— begin Selected excerpt —

We did not find it was even raised prior to his removal. He did 
have duties that he had to undertake with the Reserves that 
brought him out of the office a fair amount. But everyone knew 
about that and he was in contact with the office, and this was 
not a reason for his firing we determined. We determined that 
this was an after the fact rationalization for it, and that was 
not the reason that actually led to his firing.
    Mr. Wexler. Did you find, I am curious, in terms of the 
Attorney General himself, Mr. Gonzales at the time, did you 
have a sense of what his understanding was with respect to the 
reasons in light of what he provided to this Committee?
    Mr. Fine. Our overall finding on that is that he was 
remarkably unengaged from the process. He had delegated it, 
with little supervision or oversight to Kyle Sampson. That he 
approved these removals without inquiring in detail why certain 
people were on the list and what process had been used. And he 
called himself the delegator. He delegated this and did not 
provide sufficient oversight or supervision over a very 
significant matter, the removal of a group of high-level 
appointees who had important jobs within the Department. And we 
thought that he abdicated his responsibilities to ensure that 
it was appropriate what was happening here.
    Mr. Wexler. Thank you very much, Mr. Fine. I also want to 
commend you and all the people that work with you. People like 
you are what allow the American people to have confidence again 
because you appear to be--and I have no doubt your purpose is 
to provide the truth to this Congress. And we greatly 
appreciate yours and the people who work with you, your 
efforts. Thank you very much.
    Mr. Conyers. Thank you, Mr. Wexler.

— end Selected excerpt —
— begin Dataset excerpts —

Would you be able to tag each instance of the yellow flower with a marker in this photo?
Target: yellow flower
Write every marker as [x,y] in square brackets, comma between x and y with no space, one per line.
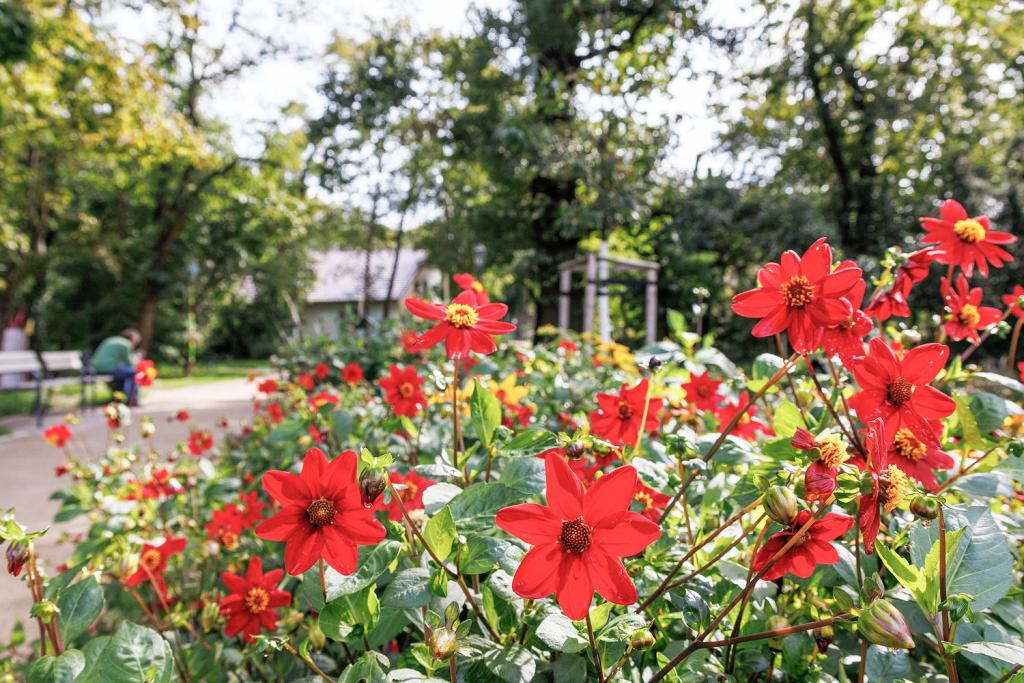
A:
[507,390]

— end Dataset excerpts —

Challenges:
1) Show each line of the rows that contains the word "flower", treating uppercase and lowercase letters as different.
2) Write the next part of the hearing transcript, starting after its last line.

Written answers:
1)
Would you be able to tag each instance of the yellow flower with a marker in this photo?
Target: yellow flower

2)
    I am pleased to introduce our Chairman of the Constitution 
Committee, Jerry Nadler, who has worked on many of these 
matters more than perhaps any other Member of the Judiciary 
Committee.
    Mr. Nadler. I thank the Chairman. I thank the inspector 
general.
    Mr. Fine, it has been reported that Ms. Dannehy was 
appointed to the special counsel who will make a preliminary 
report to the Attorney General within the next 2 months. Do you 
know when this report will be made public?
    Mr. Fine. I think what it is, is the status of the 
investigation at that point to the Deputy Attorney General and 
the Attorney General to see where she is in the process. I 
don't know if it is sort of a formal report. I think it is more 
of a status report.
    Mr. Nadler. So you are saying that will not be made public 
then?
    Mr. Fine. I don't know what exactly is contemplated with 
that. So I can't speak for that, other than my understanding is 
it is really a status report to the Deputy Attorney General and 
the Attorney General.
    Mr. Nadler. And let me ask you one other question on this 
same topic before turning to another one. Do you know whether 
she will be precluded by the Federal Rules Criminal Procedure 
6(e) from sharing with your office and OPR or disclosing to the 
public or Congress information that she discovers through any 
grand jury proceedings?
    Mr. Fine. Disclosing to Congress or the public is----
    Mr. Nadler. Or to your office and the----
    Mr. Fine. Let me address that one first, which is dealt 
with by rule 6(e). With regard to who is disclosed within the 
Department, people who are working on the investigation and are 
on the 6(e), they can have the information.
    Mr. Nadler. You are saying they can have the information?
    Mr. Fine. They can have the information if they are working 
on the investigation and put on the 6(e) list by leaders of the 
investigation.
    Mr. Nadler. Okay. Let me ask you one other question now 
about the U.S. Attorney Charlton. The report says he was--the 
most significant factor in his removal was his actions in a 
death penalty case. He consistently opposed the Department's 
decision to seek the death penalty in a specific case. He 
irritated Department leaders by seeking a meeting with the 
Attorney General to urge him to reconsider his decision.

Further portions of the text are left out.